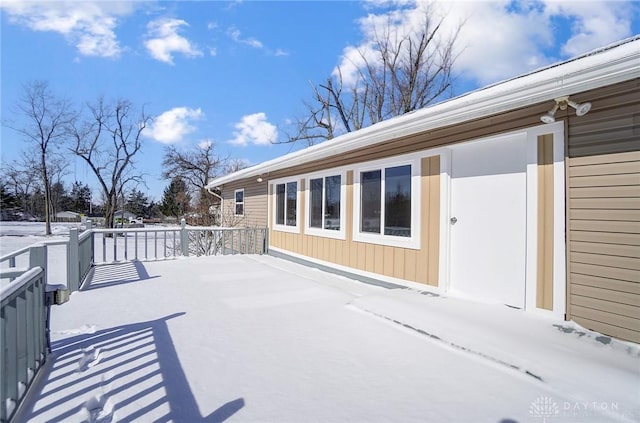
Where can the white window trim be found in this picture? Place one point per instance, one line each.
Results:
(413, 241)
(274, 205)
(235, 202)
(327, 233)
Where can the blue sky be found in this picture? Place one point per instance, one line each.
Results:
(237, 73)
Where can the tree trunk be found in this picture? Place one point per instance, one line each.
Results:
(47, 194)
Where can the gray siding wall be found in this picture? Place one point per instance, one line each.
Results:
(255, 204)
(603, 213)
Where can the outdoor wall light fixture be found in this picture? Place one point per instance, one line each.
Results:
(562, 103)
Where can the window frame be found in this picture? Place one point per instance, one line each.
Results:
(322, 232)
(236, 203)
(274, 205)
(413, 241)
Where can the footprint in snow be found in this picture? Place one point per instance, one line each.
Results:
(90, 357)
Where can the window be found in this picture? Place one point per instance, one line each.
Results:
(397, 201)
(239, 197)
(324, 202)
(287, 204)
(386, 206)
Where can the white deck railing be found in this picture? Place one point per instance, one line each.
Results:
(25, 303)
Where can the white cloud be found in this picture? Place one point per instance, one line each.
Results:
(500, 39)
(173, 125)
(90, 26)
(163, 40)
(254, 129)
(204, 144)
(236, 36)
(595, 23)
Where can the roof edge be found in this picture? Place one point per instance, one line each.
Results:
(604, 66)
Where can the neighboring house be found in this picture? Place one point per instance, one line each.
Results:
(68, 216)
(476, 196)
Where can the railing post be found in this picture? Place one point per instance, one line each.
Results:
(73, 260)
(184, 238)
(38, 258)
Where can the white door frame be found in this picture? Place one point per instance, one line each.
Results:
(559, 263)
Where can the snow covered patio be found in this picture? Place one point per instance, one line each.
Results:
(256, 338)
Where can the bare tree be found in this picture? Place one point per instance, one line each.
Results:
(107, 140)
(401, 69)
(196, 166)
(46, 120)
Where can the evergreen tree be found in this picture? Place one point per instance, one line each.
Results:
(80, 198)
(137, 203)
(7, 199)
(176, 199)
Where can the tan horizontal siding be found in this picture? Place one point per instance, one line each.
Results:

------------------------

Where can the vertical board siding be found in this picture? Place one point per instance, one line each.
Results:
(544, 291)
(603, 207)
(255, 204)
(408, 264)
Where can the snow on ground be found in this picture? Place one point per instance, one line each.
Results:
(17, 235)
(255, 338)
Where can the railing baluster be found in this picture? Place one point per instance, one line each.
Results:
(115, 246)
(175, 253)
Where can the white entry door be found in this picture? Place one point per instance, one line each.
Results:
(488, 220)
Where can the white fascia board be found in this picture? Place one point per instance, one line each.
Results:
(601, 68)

------------------------

● Task directions
If a line above holds the string "snow", copy it out.

● Response to the task
Where can the footprint in snow be found in this picture? Place one point per instance, one line each.
Where can the snow covered patio be found in this picture? Place one point per instance, one line each.
Where can the snow on ground be found in this picture? Place one point per instance, one line each.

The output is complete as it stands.